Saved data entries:
======
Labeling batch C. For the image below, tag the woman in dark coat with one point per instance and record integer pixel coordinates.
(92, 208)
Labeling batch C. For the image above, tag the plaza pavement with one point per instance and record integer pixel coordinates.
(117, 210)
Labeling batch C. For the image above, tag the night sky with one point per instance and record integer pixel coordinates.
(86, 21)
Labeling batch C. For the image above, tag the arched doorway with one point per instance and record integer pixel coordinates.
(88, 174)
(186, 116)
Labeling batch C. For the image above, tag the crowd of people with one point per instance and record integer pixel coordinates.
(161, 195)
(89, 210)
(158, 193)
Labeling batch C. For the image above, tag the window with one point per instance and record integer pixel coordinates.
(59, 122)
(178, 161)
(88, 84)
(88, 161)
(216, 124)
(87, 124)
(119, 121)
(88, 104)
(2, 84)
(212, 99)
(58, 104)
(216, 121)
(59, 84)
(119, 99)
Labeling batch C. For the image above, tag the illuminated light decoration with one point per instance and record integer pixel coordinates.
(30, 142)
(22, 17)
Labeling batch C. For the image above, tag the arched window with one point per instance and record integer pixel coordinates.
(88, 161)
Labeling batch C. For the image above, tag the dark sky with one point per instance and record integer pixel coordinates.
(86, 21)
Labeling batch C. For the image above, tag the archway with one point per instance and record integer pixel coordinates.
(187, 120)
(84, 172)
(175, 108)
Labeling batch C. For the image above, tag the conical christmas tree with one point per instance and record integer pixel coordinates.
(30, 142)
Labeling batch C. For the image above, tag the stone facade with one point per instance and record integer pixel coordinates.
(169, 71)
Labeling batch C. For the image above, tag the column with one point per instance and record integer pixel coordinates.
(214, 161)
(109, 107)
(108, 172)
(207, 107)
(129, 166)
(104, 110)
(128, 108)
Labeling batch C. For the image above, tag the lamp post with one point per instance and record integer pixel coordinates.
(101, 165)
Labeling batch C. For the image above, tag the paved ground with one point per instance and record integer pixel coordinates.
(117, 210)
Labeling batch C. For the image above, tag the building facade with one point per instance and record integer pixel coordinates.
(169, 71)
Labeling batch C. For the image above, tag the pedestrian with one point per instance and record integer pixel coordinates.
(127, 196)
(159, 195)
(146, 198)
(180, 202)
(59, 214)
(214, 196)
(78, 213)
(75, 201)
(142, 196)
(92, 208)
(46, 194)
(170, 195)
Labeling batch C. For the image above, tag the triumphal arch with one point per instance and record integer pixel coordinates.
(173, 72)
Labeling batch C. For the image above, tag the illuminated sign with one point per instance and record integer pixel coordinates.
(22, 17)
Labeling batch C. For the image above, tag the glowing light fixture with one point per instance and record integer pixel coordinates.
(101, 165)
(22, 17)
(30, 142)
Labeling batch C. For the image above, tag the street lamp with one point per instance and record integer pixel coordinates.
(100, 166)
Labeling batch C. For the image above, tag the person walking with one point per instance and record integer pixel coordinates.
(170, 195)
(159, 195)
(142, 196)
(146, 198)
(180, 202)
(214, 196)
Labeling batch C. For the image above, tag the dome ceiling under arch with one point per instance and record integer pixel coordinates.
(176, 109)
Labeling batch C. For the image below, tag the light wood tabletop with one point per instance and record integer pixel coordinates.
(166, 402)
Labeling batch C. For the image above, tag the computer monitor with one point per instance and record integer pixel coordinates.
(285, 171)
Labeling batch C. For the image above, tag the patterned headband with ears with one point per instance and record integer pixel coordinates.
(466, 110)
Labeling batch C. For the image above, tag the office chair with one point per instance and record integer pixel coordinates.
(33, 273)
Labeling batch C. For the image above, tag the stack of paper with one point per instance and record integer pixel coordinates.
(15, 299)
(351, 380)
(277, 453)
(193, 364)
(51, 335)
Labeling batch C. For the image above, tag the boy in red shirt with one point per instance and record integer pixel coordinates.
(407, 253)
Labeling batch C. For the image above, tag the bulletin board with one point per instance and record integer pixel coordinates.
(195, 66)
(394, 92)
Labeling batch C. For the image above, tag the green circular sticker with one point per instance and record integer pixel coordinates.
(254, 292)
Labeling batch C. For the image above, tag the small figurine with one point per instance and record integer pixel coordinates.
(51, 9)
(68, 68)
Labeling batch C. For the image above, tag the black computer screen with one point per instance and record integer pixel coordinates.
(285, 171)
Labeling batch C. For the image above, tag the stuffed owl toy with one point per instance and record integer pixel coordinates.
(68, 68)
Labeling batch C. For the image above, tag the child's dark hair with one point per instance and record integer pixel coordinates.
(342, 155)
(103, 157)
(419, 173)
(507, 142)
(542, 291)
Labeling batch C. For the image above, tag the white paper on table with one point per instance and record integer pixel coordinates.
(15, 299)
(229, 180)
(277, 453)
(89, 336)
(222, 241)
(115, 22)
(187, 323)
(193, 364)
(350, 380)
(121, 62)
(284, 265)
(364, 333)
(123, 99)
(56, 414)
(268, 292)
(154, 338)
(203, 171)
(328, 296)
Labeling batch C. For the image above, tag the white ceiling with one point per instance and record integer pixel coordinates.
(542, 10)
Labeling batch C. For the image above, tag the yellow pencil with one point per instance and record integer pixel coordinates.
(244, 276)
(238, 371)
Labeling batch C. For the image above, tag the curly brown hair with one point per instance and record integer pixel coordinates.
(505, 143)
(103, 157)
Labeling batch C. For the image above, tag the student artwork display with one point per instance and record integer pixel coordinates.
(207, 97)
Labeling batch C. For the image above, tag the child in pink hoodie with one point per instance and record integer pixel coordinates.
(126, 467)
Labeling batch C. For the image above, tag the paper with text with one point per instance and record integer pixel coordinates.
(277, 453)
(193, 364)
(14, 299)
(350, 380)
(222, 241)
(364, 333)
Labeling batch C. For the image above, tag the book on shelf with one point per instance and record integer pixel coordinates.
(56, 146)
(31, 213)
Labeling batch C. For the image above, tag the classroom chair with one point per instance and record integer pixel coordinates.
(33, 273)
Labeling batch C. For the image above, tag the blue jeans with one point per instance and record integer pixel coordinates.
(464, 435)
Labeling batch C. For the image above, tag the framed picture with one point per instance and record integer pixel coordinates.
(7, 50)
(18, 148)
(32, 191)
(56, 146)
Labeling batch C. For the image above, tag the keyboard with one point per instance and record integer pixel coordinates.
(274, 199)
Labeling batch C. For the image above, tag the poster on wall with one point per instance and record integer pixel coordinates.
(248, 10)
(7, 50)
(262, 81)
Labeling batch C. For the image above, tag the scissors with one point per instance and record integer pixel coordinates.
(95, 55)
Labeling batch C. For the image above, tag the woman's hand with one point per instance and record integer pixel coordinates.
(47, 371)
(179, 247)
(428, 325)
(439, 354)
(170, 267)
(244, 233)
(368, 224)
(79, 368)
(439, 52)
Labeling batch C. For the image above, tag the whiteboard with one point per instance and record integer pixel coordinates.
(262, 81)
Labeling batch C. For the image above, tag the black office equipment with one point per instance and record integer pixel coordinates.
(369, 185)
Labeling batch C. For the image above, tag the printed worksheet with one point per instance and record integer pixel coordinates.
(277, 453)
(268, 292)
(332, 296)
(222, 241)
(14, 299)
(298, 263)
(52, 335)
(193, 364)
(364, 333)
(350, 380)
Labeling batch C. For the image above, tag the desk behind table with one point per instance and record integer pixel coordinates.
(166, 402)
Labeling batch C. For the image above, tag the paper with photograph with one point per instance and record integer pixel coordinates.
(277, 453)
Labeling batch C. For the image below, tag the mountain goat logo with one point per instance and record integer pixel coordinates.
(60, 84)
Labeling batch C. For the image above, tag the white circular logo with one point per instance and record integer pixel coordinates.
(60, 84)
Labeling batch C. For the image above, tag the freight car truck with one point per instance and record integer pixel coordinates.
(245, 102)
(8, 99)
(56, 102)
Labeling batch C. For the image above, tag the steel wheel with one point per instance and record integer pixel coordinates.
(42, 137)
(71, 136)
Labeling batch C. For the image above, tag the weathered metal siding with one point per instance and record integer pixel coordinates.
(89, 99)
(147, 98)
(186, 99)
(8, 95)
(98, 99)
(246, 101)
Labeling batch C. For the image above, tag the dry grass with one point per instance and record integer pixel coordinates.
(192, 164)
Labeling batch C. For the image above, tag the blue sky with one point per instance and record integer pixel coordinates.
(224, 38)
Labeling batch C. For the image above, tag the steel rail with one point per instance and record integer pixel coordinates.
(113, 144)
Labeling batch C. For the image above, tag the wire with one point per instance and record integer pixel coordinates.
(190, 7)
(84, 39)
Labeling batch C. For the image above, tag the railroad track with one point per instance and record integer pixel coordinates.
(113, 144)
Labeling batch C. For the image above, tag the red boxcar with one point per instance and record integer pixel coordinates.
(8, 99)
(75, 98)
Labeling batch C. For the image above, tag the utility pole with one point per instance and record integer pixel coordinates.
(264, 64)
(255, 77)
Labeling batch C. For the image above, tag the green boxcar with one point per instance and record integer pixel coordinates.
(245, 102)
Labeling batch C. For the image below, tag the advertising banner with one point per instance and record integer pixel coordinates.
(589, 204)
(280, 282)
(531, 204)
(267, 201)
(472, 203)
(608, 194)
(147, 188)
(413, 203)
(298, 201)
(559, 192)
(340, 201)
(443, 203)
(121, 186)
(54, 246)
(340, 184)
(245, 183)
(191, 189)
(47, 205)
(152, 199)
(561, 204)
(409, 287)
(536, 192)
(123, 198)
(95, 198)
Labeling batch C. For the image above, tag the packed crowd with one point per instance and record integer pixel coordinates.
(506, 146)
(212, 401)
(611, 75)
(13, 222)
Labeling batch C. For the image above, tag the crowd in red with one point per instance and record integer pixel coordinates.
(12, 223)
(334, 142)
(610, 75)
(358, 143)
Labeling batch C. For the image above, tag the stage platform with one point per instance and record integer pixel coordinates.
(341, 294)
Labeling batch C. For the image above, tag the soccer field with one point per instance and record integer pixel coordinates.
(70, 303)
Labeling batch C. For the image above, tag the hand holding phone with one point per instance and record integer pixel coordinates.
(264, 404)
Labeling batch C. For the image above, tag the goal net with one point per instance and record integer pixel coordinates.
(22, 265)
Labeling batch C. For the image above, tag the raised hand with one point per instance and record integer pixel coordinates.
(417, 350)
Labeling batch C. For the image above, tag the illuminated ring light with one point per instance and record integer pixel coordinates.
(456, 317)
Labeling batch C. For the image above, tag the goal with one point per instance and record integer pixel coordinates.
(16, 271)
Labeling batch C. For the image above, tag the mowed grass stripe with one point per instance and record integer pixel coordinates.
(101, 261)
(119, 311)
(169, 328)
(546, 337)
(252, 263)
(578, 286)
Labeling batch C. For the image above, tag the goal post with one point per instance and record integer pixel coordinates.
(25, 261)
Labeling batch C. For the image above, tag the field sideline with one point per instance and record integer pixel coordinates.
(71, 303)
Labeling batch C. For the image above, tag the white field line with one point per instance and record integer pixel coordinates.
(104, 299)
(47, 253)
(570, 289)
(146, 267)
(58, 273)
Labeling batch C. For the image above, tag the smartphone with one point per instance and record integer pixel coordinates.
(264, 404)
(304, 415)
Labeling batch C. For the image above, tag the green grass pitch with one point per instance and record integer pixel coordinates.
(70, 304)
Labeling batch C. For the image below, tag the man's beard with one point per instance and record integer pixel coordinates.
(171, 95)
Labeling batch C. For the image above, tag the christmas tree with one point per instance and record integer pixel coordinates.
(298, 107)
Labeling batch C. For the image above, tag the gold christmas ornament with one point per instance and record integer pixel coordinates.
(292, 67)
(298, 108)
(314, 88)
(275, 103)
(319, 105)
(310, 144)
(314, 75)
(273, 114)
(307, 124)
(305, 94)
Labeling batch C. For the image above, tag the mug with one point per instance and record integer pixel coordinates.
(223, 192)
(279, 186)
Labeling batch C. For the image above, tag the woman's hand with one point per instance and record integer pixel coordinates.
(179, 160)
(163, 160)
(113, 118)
======
→ EXERCISE INSTRUCTIONS
Include both ends. Return the line holding "Labeling batch C. For the image above, tag the field" and all lines after it in the records above, exactly as written.

→ REPLY TO THE TASK
Labeling batch C. For the image above, tag the field sideline with one point per instance and record integer pixel coordinates.
(71, 303)
Labeling batch C. For the image above, tag the white field line with one point per instance and record integer pixel coordinates.
(104, 299)
(47, 253)
(570, 289)
(146, 267)
(58, 273)
Labeling batch C. For the image above, tag the smartphone with one point per instance and record integer pixel coordinates.
(264, 404)
(304, 415)
Labeling batch C. For the image above, tag the green grass pitch with one point per instance and record integer pixel coordinates.
(70, 304)
Labeling batch C. For the image below, tag the man's beard with one point per instance and record integer pixel coordinates.
(171, 95)
Labeling batch C. For the image above, tag the christmas tree with one point per instance and record integer pixel coordinates.
(298, 107)
Labeling batch C. For the image above, tag the gold christmas ornament with one point per instance and record integer pixel coordinates.
(292, 67)
(298, 108)
(314, 88)
(275, 103)
(319, 105)
(310, 144)
(314, 75)
(273, 114)
(307, 124)
(305, 94)
Labeling batch C. For the image above, tag the mug with one point per instance and record integer pixel coordinates.
(223, 192)
(279, 186)
Labeling batch C. For the image above, tag the woman's hand with one point per instance and record integer pixel coordinates.
(179, 160)
(163, 160)
(113, 118)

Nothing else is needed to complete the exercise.